- **WHAT THE TASK REQUIRES**:
Pull out every line in the items below that contains the string "wooden".
====== STORED ROWS ======
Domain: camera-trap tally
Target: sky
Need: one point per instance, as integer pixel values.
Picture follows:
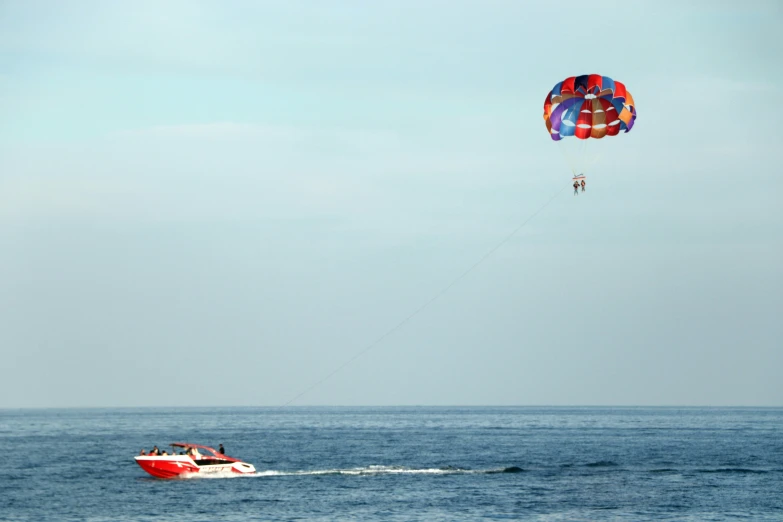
(219, 203)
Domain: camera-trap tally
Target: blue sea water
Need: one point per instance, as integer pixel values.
(406, 463)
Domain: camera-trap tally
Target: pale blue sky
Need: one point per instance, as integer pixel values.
(218, 203)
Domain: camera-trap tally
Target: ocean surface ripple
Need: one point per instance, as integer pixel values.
(401, 463)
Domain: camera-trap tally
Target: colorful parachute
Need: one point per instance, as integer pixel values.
(588, 106)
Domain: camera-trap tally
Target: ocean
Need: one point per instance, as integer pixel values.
(400, 463)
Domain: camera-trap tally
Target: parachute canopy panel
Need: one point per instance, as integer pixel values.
(588, 106)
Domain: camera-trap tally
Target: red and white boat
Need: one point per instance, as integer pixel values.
(191, 462)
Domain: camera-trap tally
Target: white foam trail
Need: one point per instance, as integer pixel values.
(369, 470)
(361, 471)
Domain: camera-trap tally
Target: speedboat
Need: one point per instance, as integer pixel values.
(191, 462)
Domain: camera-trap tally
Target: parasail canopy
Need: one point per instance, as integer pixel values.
(588, 106)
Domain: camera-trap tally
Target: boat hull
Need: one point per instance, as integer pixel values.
(173, 466)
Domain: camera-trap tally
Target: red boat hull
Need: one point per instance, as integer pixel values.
(173, 466)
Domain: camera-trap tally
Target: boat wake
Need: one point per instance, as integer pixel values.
(361, 471)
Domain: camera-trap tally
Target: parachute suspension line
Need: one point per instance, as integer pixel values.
(431, 300)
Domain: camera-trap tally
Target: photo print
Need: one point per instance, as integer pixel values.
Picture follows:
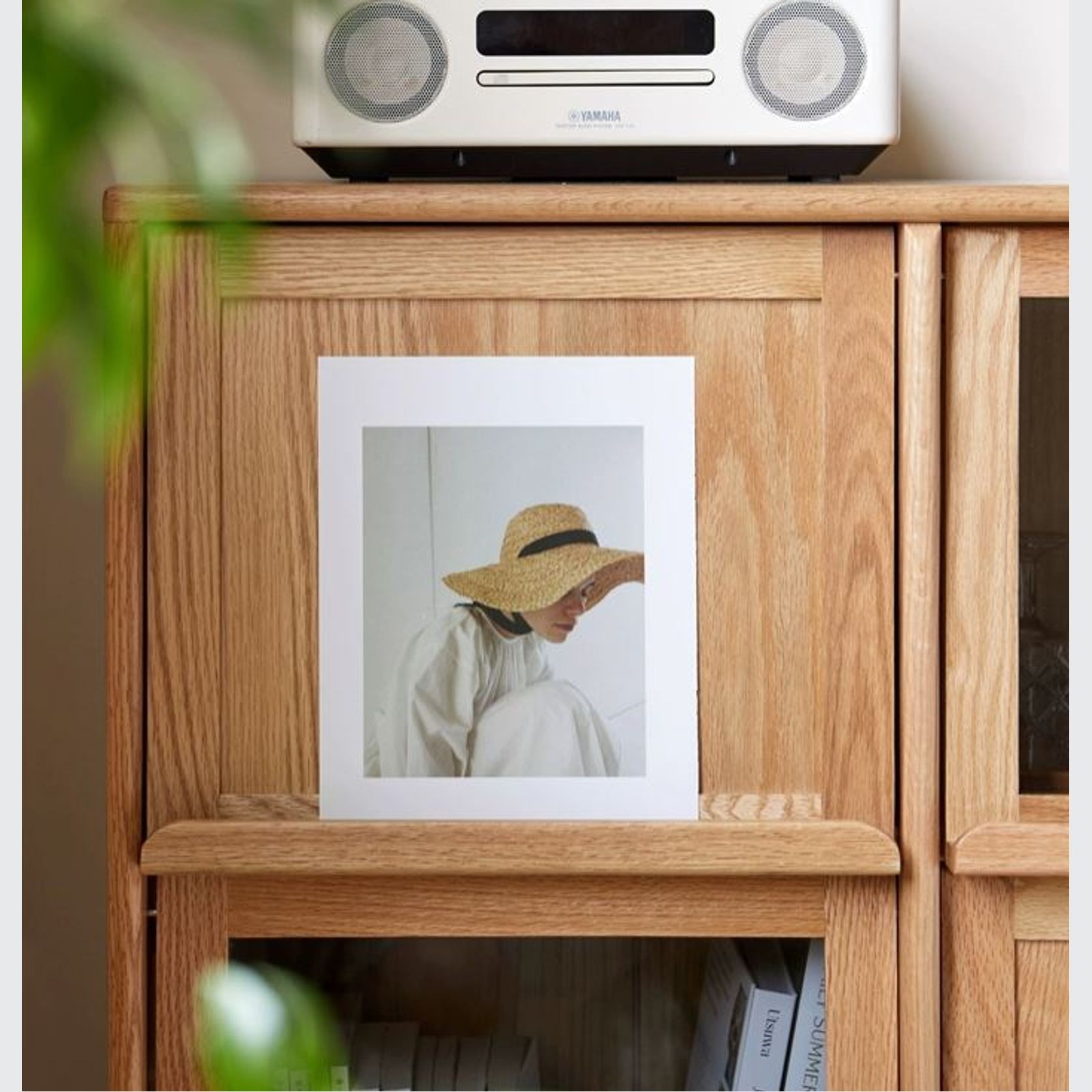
(493, 588)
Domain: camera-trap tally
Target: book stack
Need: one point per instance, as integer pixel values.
(762, 1018)
(395, 1057)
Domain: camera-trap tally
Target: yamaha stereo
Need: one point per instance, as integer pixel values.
(533, 90)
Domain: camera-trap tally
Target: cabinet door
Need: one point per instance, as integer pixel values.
(1007, 570)
(792, 330)
(1005, 906)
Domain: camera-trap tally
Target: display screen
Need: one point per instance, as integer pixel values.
(596, 33)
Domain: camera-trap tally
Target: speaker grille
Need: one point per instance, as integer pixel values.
(386, 61)
(804, 61)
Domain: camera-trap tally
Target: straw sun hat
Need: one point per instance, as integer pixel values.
(549, 549)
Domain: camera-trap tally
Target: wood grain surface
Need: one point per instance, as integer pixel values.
(981, 772)
(270, 558)
(127, 897)
(1041, 910)
(538, 263)
(762, 663)
(184, 539)
(1044, 448)
(762, 533)
(920, 492)
(192, 937)
(979, 1001)
(1044, 809)
(1044, 261)
(1042, 1014)
(857, 551)
(862, 984)
(748, 807)
(520, 849)
(726, 807)
(524, 906)
(556, 202)
(1040, 849)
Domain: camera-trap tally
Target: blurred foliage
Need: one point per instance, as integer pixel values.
(104, 95)
(263, 1027)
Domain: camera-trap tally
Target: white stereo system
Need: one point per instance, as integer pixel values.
(596, 89)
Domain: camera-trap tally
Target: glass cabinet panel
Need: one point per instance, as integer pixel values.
(568, 1013)
(1044, 545)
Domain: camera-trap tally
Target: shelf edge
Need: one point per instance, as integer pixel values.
(1011, 849)
(812, 848)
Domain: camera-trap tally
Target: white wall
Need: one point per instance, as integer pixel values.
(438, 500)
(985, 92)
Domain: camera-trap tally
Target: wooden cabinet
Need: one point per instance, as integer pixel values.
(1006, 888)
(786, 297)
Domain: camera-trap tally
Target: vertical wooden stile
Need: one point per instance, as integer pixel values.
(983, 354)
(127, 893)
(979, 1001)
(862, 984)
(184, 539)
(192, 937)
(919, 384)
(857, 360)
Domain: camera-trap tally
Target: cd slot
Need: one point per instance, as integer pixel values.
(596, 78)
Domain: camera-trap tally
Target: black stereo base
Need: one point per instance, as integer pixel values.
(594, 164)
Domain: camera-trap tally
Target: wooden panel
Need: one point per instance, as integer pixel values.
(857, 506)
(192, 936)
(981, 557)
(745, 807)
(1011, 850)
(521, 849)
(979, 1013)
(754, 365)
(544, 906)
(544, 263)
(920, 338)
(439, 202)
(1042, 1016)
(862, 985)
(760, 547)
(127, 899)
(184, 559)
(1041, 910)
(1045, 809)
(270, 557)
(1044, 261)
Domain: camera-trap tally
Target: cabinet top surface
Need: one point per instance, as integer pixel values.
(609, 202)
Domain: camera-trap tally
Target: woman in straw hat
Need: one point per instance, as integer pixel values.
(474, 695)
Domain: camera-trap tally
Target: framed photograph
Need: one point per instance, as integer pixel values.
(507, 588)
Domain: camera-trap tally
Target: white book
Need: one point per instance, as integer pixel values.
(770, 1018)
(444, 1068)
(395, 1064)
(367, 1054)
(423, 1064)
(807, 1053)
(744, 1019)
(513, 1064)
(473, 1064)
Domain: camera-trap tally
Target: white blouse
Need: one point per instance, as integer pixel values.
(452, 673)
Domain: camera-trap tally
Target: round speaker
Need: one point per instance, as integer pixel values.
(386, 61)
(804, 59)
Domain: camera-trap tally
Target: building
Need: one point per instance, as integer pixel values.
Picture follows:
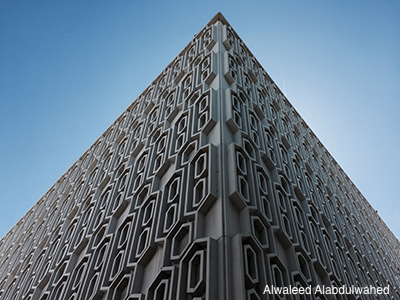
======
- **ANSWER TO THIS EXERCISE**:
Target: wooden cabinet
Target: vertical wooden stile
Target: wooden panel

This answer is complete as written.